== Exercícios a resolver ==
- A) Indique se cada afirmação está de acordo com o acórdão sobre a liquidação do IRC de 2009, responda sim ou não e cite as palavras do texto que decidem: (i) O recurso foi interposto pela Representante da Fazenda Pública. (ii) O TAF de Loulé julgou totalmente procedente a impugnação. (iii) A liquidação impugnada é relativa ao IRC de 2010.
- B) No acórdão sobre a liquidação do IRC de 2009, qual é o valor da provisão que, segundo o juiz recorrido, a Administração Tributária não podia desconsiderar?
- C) Continue o acórdão sobre a liquidação do IRC de 2009 a partir da última frase apresentada.

== Texto fornecido ==
* * * *
Acórdão nº 0636/17 de Supremo Tribunal Administrativo (Portugal), 12 de Julho de 2017

Magistrado ResponsávelASCENS
Data da Resolução12 de Julho de 2017
EmissorSupremo Tribunal Administrativo (Portugal)

Acordam em conferência na secção de Contencioso Tributário 1 - RELATÓRIO A Representante da Fazenda Pública, vem recorrer da decisão do TAF de Loulé, exarada a fls. 290 e seguintes, que julgou parcialmente procedente a impugnação judicial deduzida por A…………, Ldª, melhor identificada nos autos, contra a liquidação nº 2012.8310001327, relativa ao IRC de 2009.

Inconformada com o assim decidido, apresentou a Representante da Fazenda Pública as respectivas alegações que resumiu nas seguintes conclusões: «1° Ditou o Meritíssimo Juiz recorrido a procedência parcial da impugnação sub judice, em que se pede a anulação total da liquidação.

  1. Em apoio do seu veredicto invoca que a Administração Tributária não podia desconsiderar o valor € 16 403,21 de uma provisão regularmente constituída pelo impugnante.

  2. Acontece que, o fundamento da anulação vale apenas em relação a uma parte do acto tributário, pois a incorrecção em causa não afecta a existência de toda a matéria colectável.
* * * *
== Dados apresentados ==
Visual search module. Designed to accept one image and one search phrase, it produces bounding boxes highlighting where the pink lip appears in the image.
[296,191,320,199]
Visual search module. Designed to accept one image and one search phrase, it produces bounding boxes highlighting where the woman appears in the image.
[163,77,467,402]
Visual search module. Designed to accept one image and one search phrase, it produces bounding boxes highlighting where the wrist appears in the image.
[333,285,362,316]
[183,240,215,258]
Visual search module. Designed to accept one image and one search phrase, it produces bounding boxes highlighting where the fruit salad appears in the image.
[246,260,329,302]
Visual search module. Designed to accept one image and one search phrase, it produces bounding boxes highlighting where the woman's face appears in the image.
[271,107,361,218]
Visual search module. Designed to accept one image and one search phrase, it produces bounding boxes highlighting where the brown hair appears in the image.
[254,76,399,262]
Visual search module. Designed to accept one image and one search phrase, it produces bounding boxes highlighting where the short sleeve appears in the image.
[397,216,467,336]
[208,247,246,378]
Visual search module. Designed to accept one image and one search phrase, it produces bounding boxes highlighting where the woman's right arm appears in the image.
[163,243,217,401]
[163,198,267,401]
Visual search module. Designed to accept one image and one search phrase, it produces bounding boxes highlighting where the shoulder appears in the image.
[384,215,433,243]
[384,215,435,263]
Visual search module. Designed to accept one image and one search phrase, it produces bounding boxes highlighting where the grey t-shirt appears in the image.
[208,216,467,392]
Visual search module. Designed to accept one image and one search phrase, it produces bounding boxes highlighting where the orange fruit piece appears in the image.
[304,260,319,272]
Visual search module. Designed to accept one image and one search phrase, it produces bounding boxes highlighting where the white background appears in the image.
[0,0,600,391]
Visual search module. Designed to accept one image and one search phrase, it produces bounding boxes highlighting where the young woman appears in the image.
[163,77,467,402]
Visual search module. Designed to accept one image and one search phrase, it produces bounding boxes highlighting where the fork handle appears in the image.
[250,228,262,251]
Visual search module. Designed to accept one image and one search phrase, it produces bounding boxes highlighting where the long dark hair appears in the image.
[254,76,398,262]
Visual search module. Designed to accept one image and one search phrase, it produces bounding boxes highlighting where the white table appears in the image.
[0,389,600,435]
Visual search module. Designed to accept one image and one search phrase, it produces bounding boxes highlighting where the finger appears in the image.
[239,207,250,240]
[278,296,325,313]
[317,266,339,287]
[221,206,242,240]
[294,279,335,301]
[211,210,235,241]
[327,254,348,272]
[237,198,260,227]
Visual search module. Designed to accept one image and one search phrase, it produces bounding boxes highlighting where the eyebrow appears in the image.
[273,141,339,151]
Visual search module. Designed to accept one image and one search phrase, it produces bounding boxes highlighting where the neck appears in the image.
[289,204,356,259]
* * * *
== Respostas dos exercícios ==
- A)
(i) Sim: "A Representante da Fazenda Pública, vem recorrer da decisão do TAF de Loulé".
(ii) Não: "julgou parcialmente procedente a impugnação judicial".
(iii) Não: "relativa ao IRC de 2009".

- B) € 16 403,21.

- C)
  3. De sorte que, o acto tributário não devia ter sido anulado na totalidade mas apenas na parte correspondente à matéria colectável inquinada de ilegalidade.

  4. Na verdade, quando o vício do acto tributário apesar de consistir numa violação de lei, apenas se refere à medida do imposto, deve o tribunal proceder à anulação parcial da liquidação.

  5. Pois, o acto tributário, enquanto acto divisível, tanto por natureza como por definição legal, é susceptível de anulação parcial.

  6. É esta a jurisprudência que tem predominado e que certamente mais uma vez vai ser estabelecida por V. Excs, ao decidir esta questão.

  7. Com efeito, entre outros, o STA em Ac. de 10-04-2013 assim o entendeu.

  8. Nesta conformidade, a douta decisão do tribunal a quo violou o artigo 100 da Lei Geral Tributária, que admite poder a sentença do juiz fiscal assumir um de dois conteúdos: anulação total ou parcial dos actos tributários.

    Assim, pelo exposto e pelo muito que V. Excas doutamente suprirão, deve ser dado provimento ao presente recurso e revogada a sentença recorrida na parte em que julga a anulação total da liquidação, decidindo ao invés a anulação parcial, como é de Justiça.» Não foram apresentadas contra alegações.

    O Ministério Público emitiu parecer com o seguinte conteúdo que se apresenta por extracto: «A recorrente, FAZENDA PÚBLICA, vem sindicar a sentença do Tribunal Administrativo e Fiscal de Loulé, exarada a fls. 290/294, em 22 de Fevereiro de 2017, que, não obstante ter, apenas, julgado parcialmente procedente a impugnação judicial anulou a totalidade do ato de liquidação n.º 2012.8310001327 do IRC de 2009.

    A recorrente termina as suas alegações com as conclusões de fls. 315/316, que, como é sabido, salvo questões de conhecimento oficioso e desde que dos autos constem todos os elementos necessários à sua integração, delimitam o objecto do recurso, nos termos do estatuído nos artigos 635.°/ e 639.°/1 do CPC.

    (…).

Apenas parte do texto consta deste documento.